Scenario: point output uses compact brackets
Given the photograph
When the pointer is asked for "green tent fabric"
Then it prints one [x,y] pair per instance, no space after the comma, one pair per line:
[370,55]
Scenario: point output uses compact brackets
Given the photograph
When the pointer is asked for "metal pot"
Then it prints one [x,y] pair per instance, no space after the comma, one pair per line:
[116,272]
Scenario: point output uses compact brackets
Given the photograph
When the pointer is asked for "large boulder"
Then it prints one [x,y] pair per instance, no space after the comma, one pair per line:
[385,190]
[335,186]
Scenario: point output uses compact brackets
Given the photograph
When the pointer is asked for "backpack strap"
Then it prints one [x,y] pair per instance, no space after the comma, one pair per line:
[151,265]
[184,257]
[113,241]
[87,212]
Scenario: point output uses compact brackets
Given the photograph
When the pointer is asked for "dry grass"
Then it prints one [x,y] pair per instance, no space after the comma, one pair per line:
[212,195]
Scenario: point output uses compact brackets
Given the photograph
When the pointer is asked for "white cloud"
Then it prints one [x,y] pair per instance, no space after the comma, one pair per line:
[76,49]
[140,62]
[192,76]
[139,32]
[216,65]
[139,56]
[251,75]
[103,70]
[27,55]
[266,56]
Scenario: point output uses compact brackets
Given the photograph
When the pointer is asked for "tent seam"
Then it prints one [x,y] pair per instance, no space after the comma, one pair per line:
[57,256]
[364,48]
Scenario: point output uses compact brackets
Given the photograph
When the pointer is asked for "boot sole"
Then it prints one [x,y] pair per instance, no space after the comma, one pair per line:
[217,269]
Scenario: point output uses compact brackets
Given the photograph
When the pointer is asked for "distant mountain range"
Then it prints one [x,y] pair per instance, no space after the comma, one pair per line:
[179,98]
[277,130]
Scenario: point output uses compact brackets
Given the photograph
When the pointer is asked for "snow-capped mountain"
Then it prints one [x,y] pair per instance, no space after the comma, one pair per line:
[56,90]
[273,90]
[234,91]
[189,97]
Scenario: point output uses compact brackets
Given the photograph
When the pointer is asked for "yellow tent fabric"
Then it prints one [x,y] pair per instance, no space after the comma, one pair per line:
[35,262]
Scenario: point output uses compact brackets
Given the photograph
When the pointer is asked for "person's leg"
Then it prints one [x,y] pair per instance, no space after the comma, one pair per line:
------------------------------------------------
● **ASSIGNMENT**
Each line of the data is to be written out again exactly.

● **TASK RESPONSE**
Scenario: point output uses compact brackets
Given the photograph
When the pointer is asked for "green tent fabric"
Then it prints one [x,y] pair per instance, no space after the comma, one pair per line:
[370,55]
Scenario: point output uses compact brackets
Given the photograph
When the pointer is asked for "metal pot"
Then it prints one [x,y] pair per instance, no space after the comma, one pair per line:
[116,272]
Scenario: point output uses compact brackets
Given the photograph
When the pointer is asked for "large boulder"
Then it prints one [x,y] pair per instance, no space after the comma, one pair per line:
[385,190]
[335,186]
Scenario: point output uses compact brackets
Given the photograph
When the pointer is asked for "backpack strap"
Then it prints one [x,y] pair per instance, no space after the comma, one pair per line:
[151,265]
[184,257]
[113,241]
[87,212]
Scenario: point output uses compact brackets
Given the photograph
When the pointer is asked for "dry grass"
Then it prints one [x,y] pair per instance, no space after the comma, one pair per line:
[212,195]
Scenario: point output uses compact brackets
Given the photograph
When the pointer is asked for "white cloud"
Then it prints one [x,y] pair per instance, no space after the comma, one pair per line:
[76,49]
[140,62]
[192,76]
[139,32]
[216,65]
[139,56]
[251,75]
[103,70]
[27,55]
[266,56]
Scenario: point output uses compact brackets
Given the photograph
When the pointer is asked for "tent seam"
Then it prints one [x,y] pair per instance, no space after the comma, one pair per line:
[57,256]
[364,48]
Scenario: point output uses compact brackets
Given the photograph
When the pointer is asked for "boot sole"
Then it prints one [x,y] pair per instance, no space after the comma, one pair per line:
[217,269]
Scenario: point output uses compact brackets
Given the photograph
When the pointer is asked for "distant mountain range"
Then it prints one [x,y] pair per instance, no space after the comma, one pair per line:
[179,98]
[277,130]
Scenario: point output uses compact brackets
Given the photograph
When the pointer is asked for "snow-capped mountain"
Then it prints one [x,y] pair per instance, no space after the comma, one pair per line:
[56,90]
[273,90]
[234,91]
[189,97]
Scenario: point output uses compact brackets
Given the photograph
When the pointer is asked for "yellow tent fabric"
Then it prints one [x,y] pair per instance, no space after the comma, one pair per line:
[35,262]
Scenario: point output uses compact brackets
Given the photograph
When the pointer is asked for "person's leg"
Then it prints one [x,y] pair per instance, no space after the comma, one pair per line:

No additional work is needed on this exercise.